• _Tarea breve a_
Presenta en forma de lista numerada los registros, desde su comienzo y hasta la línea que contiene "[132,24,204,131]", ambas incluidas. Omite las líneas en blanco.

─── Fragmento fuente

Aquel domingo tan festivo y tan oscuro revivió el fútbol nacional y volvió a morir una y 30.000 veces la Argentina secuestrada. "El Mundial 78 sostuvo el régimen y tapó todo", dijo Passarella desde Italia en marzo de 1984. "Fui usado por la dictadura", afirmó César Luis Menotti en junio de 2008. Los dos testimonios, el del capitán y el entrenador, revelan la magnitud de la contradicción que no da tregua.
A pesar de aquella construcción del horror y la entrega que desde el poder militar ejerció el genocida Jorge Videla y desde el plan económico Martínez de Hoz, el espacio del fútbol auténtico igual debería reivindicarse. No por haber ganado el Mundial. Sí por la confirmación de que el jugador argentino tenía chapa y recursos para frecuentar el reconocimiento internacional que nunca había obtenido.
No fue menor ese mérito. Hasta el arribo de Menotti en octubre de 1974, la Selección era un caso perdido. O tierra arrasada directamente. Los jugadores se borraban para no integrarla, los dirigentes no la consideraban ni la tenían en sus planes y en cada presentación obligada se convocaba a una especie de rejuntado para vestir la camiseta nacional.
El camino previo que desembocó en la conquista del Mundial fue, entonces, tan importante y valioso como el mismo Mundial. Si Argentina logró después su segunda Copa del Mundo en México 86 conducida por Carlos Bilardo y alumbrada por el genio de Diego Maradona, es porque 8 años atrás se había refundado el espíritu y el modelo de una Selección con infraestructura, calendarios internacionales, proyectos, logística y ambiciones.
A pesar de la sospecha eterna por aquel 6- 0 a Perú, en Rosario; el 3-1 de la final frente a Holanda le dio a la Selección el nivel de legitimidad mundial que siempre se le había negado. El extraordinario partido de 120 minutos ante Holanda fue la bisagra que terminó marcando un antes y un después en el fútbol argentino.
¿Cuál fue el aporte esencial de Menotti por encima de su liderazgo y capacidad organizativa? Sobre todo, interpretar que para ser altamente competitivo debía integrar la técnica sudamericana y el ritmo y la dinámica europea. La Selección mostró ese perfil colectivo. Quizás el que mejor corporizó ese mix fue Mario Kempes, una especie de Alfredo Di Stéfano moderno y vital, capaz de colaborar en zona defensiva tapando una escalada rival y despegar de inmediato en ataque con una potencia arrolladora.

──────
─── Registros disponibles

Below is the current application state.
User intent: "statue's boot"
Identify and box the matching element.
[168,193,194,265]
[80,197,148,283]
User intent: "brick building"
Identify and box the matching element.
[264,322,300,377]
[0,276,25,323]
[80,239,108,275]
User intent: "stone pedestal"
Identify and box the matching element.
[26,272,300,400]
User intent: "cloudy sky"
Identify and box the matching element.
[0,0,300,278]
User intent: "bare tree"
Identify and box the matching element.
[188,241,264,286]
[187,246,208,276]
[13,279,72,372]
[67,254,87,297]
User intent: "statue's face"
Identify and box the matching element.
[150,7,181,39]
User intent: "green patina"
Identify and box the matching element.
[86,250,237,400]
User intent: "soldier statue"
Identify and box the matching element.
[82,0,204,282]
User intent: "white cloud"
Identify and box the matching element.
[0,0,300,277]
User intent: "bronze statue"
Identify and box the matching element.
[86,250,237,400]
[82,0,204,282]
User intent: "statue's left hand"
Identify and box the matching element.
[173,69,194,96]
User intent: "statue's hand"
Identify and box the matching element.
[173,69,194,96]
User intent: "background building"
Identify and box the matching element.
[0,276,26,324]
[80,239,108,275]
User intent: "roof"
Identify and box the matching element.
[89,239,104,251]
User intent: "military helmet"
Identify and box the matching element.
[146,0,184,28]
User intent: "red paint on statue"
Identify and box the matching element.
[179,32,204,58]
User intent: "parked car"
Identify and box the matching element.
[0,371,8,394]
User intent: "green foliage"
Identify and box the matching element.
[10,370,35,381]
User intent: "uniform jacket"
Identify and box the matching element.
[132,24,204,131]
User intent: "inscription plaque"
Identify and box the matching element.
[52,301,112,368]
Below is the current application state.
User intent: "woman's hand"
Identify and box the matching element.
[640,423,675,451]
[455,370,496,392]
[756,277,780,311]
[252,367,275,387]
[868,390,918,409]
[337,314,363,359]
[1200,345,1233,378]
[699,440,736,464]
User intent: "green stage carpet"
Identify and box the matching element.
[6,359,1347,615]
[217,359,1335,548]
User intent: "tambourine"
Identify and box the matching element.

──────

• _Tarea breve b_
Reproduce sin cambios el pasaje del fragmento sobre el Mundial 78 que empieza con "Aquel domingo tan" y continúa hasta "nunca había obtenido.".

• _Respuesta final a_
1. Below is the current application state.
2. User intent: "statue's boot"
3. Identify and box the matching element.
4. [168,193,194,265]
5. [80,197,148,283]
6. User intent: "brick building"
7. Identify and box the matching element.
8. [264,322,300,377]
9. [0,276,25,323]
10. [80,239,108,275]
11. User intent: "stone pedestal"
12. Identify and box the matching element.
13. [26,272,300,400]
14. User intent: "cloudy sky"
15. Identify and box the matching element.
16. [0,0,300,278]
17. User intent: "bare tree"
18. Identify and box the matching element.
19. [188,241,264,286]
20. [187,246,208,276]
21. [13,279,72,372]
22. [67,254,87,297]
23. User intent: "statue's face"
24. Identify and box the matching element.
25. [150,7,181,39]
26. User intent: "green patina"
27. Identify and box the matching element.
28. [86,250,237,400]
29. User intent: "soldier statue"
30. Identify and box the matching element.
31. [82,0,204,282]
32. User intent: "white cloud"
33. Identify and box the matching element.
34. [0,0,300,277]
35. User intent: "bronze statue"
36. Identify and box the matching element.
37. [86,250,237,400]
38. [82,0,204,282]
39. User intent: "statue's left hand"
40. Identify and box the matching element.
41. [173,69,194,96]
42. User intent: "statue's hand"
43. Identify and box the matching element.
44. [173,69,194,96]
45. User intent: "background building"
46. Identify and box the matching element.
47. [0,276,26,324]
48. [80,239,108,275]
49. User intent: "roof"
50. Identify and box the matching element.
51. [89,239,104,251]
52. User intent: "military helmet"
53. Identify and box the matching element.
54. [146,0,184,28]
55. User intent: "red paint on statue"
56. Identify and box the matching element.
57. [179,32,204,58]
58. User intent: "parked car"
59. Identify and box the matching element.
60. [0,371,8,394]
61. User intent: "green foliage"
62. Identify and box the matching element.
63. [10,370,35,381]
64. User intent: "uniform jacket"
65. Identify and box the matching element.
66. [132,24,204,131]

• _Respuesta final b_
Aquel domingo tan festivo y tan oscuro revivió el fútbol nacional y volvió a morir una y 30.000 veces la Argentina secuestrada. "El Mundial 78 sostuvo el régimen y tapó todo", dijo Passarella desde Italia en marzo de 1984. "Fui usado por la dictadura", afirmó César Luis Menotti en junio de 2008. Los dos testimonios, el del capitán y el entrenador, revelan la magnitud de la contradicción que no da tregua.
A pesar de aquella construcción del horror y la entrega que desde el poder militar ejerció el genocida Jorge Videla y desde el plan económico Martínez de Hoz, el espacio del fútbol auténtico igual debería reivindicarse. No por haber ganado el Mundial. Sí por la confirmación de que el jugador argentino tenía chapa y recursos para frecuentar el reconocimiento internacional que nunca había obtenido.